Task instructions: In the listing below, locate the lines that hold "stone" and copy them.

————

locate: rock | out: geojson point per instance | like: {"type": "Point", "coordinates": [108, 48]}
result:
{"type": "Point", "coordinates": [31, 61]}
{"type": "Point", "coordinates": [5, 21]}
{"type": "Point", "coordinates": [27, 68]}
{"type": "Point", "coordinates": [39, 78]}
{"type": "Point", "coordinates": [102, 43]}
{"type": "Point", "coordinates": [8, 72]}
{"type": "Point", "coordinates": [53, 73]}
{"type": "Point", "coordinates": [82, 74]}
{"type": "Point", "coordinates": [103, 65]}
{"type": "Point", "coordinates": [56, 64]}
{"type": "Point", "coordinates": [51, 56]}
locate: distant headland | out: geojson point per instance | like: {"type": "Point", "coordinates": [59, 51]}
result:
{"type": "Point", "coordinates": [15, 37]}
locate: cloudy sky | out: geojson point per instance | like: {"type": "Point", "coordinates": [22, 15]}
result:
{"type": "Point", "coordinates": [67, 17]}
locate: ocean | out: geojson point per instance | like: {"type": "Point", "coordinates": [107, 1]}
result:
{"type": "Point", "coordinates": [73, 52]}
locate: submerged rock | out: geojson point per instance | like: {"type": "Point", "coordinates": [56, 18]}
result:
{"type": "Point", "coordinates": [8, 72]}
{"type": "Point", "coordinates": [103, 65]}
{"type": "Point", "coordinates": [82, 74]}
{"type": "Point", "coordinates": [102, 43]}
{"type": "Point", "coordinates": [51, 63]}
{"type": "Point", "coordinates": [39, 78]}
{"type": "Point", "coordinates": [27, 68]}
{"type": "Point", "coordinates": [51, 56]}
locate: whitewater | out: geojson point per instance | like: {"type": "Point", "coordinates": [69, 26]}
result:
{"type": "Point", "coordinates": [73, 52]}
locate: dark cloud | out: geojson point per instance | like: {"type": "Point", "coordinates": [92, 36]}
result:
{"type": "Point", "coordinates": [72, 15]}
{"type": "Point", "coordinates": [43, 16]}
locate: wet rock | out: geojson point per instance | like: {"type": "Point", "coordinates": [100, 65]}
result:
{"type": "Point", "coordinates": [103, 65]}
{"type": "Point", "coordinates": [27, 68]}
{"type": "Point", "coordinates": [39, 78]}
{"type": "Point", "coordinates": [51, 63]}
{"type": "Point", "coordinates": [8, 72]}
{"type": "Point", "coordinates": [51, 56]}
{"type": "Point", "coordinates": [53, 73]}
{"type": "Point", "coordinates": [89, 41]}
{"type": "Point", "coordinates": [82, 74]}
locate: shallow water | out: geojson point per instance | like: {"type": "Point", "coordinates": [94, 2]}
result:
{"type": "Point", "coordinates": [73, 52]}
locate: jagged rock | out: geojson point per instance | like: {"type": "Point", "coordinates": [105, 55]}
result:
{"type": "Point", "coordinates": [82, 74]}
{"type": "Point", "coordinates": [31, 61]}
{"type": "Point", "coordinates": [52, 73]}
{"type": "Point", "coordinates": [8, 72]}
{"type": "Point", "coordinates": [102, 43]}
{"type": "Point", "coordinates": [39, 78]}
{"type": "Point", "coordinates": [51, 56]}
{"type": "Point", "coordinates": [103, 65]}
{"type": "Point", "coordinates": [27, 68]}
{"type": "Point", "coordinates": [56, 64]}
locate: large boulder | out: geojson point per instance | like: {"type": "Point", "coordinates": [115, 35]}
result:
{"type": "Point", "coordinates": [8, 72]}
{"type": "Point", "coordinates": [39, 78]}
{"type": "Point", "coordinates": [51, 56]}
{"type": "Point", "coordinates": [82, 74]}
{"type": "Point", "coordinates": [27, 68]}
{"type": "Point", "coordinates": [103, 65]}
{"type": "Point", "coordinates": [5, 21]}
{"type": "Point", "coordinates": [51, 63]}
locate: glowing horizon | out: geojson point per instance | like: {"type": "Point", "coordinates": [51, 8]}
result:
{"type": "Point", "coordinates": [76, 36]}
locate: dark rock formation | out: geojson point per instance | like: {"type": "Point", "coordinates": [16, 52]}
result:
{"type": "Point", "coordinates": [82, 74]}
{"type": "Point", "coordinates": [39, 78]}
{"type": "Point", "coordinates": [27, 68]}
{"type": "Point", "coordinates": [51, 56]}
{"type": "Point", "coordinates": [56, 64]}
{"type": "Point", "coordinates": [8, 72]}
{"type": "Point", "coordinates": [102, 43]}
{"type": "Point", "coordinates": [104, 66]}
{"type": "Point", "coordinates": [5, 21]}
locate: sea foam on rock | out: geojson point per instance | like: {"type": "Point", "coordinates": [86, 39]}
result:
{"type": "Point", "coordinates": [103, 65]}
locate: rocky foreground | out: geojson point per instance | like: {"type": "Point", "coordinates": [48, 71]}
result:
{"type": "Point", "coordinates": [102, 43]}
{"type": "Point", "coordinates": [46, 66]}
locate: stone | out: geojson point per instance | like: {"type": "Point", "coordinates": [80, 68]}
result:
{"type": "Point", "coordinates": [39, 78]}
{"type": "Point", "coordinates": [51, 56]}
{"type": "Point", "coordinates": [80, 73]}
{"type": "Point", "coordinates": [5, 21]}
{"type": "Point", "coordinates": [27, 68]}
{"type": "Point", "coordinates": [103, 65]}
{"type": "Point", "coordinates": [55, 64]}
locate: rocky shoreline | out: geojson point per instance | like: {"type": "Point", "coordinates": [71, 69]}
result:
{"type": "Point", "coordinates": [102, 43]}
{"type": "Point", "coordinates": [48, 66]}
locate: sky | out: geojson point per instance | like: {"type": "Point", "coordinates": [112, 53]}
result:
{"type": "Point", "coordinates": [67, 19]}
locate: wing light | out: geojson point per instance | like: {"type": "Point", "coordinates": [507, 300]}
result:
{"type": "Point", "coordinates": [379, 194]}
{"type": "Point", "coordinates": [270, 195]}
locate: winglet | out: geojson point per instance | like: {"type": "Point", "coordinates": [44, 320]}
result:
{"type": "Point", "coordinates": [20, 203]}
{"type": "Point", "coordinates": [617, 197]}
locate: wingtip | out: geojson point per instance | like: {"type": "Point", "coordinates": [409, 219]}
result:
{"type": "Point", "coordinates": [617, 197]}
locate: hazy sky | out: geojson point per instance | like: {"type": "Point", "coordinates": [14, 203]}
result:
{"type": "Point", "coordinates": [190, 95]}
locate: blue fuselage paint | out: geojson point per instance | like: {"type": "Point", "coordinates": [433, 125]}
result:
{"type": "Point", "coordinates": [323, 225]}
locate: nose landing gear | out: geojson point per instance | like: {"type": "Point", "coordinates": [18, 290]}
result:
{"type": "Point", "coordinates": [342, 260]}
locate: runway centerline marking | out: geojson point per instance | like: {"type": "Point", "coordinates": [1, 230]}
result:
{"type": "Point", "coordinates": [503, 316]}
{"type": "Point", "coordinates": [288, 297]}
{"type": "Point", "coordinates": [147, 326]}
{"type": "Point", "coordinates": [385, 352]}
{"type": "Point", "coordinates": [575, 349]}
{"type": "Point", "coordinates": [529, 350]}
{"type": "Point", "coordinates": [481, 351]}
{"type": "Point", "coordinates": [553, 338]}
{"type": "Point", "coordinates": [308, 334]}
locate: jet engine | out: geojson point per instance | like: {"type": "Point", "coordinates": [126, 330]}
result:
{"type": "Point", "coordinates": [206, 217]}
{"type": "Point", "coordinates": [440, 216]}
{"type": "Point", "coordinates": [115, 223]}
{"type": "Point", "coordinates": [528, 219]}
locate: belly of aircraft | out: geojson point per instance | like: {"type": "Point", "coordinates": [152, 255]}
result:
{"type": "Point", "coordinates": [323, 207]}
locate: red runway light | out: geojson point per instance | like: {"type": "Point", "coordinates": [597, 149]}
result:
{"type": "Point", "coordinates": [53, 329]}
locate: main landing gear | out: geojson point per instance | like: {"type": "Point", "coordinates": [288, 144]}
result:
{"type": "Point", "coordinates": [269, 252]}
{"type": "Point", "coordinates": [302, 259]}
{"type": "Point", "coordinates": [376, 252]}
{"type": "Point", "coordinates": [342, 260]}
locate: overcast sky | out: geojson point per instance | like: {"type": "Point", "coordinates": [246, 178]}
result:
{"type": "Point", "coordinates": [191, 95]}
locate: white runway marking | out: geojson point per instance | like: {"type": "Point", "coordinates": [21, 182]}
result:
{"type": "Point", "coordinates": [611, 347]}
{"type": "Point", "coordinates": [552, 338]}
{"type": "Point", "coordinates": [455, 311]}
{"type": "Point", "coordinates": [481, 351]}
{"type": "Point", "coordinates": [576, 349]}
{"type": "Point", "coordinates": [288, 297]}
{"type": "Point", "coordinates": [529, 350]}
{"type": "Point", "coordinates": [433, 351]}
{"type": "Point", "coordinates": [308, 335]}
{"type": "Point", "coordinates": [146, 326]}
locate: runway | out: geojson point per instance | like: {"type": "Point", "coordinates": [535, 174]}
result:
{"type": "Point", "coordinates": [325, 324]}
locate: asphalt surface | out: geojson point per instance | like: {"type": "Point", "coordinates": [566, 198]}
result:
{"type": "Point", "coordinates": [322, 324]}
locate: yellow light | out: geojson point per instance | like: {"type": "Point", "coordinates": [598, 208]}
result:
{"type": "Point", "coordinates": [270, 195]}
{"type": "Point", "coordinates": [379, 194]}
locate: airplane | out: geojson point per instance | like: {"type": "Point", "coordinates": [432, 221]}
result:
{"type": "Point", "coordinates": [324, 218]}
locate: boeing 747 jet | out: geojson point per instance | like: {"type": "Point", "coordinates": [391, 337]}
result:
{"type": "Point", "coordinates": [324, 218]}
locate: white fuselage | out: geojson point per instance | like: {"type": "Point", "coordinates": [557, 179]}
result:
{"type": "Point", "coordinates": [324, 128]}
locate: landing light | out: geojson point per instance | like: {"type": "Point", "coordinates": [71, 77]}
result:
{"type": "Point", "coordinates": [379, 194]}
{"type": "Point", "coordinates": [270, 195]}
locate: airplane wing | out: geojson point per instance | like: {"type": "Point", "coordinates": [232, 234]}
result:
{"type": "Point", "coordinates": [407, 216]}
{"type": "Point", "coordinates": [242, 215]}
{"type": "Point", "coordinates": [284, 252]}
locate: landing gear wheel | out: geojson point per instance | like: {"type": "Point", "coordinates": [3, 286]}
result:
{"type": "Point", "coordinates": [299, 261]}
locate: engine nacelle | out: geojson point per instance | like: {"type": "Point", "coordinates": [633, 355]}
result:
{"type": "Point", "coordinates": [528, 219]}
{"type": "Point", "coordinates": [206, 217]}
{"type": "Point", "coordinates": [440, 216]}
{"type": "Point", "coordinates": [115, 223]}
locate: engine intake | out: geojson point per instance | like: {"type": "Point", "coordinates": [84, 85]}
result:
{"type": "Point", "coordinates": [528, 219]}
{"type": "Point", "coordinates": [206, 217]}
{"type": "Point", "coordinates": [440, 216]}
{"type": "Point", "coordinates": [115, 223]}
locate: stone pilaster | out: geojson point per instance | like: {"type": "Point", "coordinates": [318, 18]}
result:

————

Exercise output:
locate: stone | out: geojson point per instance | like: {"type": "Point", "coordinates": [80, 68]}
locate: stone pilaster | out: geojson point per instance | like: {"type": "Point", "coordinates": [318, 18]}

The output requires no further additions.